### Material shown

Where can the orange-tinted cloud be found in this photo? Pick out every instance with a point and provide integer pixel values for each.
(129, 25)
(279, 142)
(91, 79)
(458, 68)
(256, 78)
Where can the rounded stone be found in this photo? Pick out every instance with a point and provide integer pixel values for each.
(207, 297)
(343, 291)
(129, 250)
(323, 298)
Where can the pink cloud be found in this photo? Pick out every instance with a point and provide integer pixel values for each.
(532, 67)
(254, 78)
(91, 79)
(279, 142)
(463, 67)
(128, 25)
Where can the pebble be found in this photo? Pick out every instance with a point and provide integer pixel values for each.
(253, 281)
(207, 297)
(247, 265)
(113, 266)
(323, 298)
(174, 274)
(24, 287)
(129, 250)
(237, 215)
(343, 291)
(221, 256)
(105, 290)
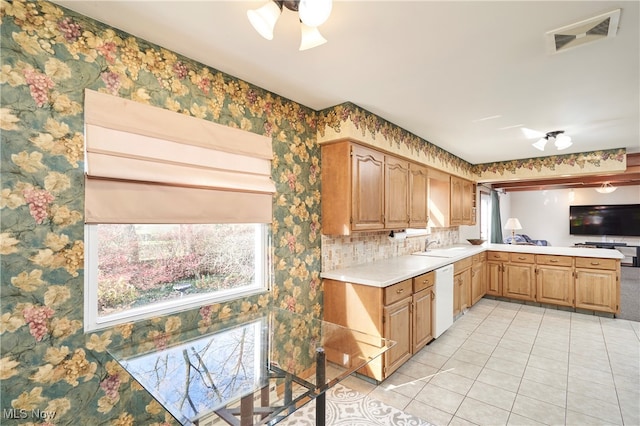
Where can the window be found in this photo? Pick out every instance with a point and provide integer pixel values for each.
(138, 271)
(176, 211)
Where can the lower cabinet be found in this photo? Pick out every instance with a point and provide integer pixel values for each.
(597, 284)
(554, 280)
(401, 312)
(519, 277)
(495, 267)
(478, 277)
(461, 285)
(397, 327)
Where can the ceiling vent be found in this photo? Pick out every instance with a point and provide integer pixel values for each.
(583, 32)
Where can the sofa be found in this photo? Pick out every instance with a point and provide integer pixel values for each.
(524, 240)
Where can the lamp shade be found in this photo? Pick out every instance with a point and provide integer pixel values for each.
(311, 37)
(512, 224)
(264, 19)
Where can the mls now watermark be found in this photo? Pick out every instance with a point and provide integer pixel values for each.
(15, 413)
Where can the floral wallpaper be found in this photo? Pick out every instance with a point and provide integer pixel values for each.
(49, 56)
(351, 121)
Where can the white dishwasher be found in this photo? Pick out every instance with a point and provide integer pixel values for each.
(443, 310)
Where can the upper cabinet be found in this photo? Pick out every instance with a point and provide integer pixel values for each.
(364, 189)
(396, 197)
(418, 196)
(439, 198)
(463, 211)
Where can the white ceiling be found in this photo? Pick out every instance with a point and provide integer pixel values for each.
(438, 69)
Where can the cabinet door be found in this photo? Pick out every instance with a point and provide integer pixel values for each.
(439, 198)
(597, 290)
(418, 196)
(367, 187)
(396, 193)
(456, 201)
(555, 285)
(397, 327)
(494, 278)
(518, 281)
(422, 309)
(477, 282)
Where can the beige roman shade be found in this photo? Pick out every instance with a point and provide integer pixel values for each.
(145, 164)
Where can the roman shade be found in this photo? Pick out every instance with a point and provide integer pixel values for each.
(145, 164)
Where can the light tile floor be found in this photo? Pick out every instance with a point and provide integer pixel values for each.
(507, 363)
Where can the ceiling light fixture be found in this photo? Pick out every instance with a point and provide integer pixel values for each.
...
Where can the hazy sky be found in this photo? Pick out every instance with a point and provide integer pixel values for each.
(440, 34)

### Stated problem
How many rows above contain the word "white"? Reply with the number only.

### Exercise answer
2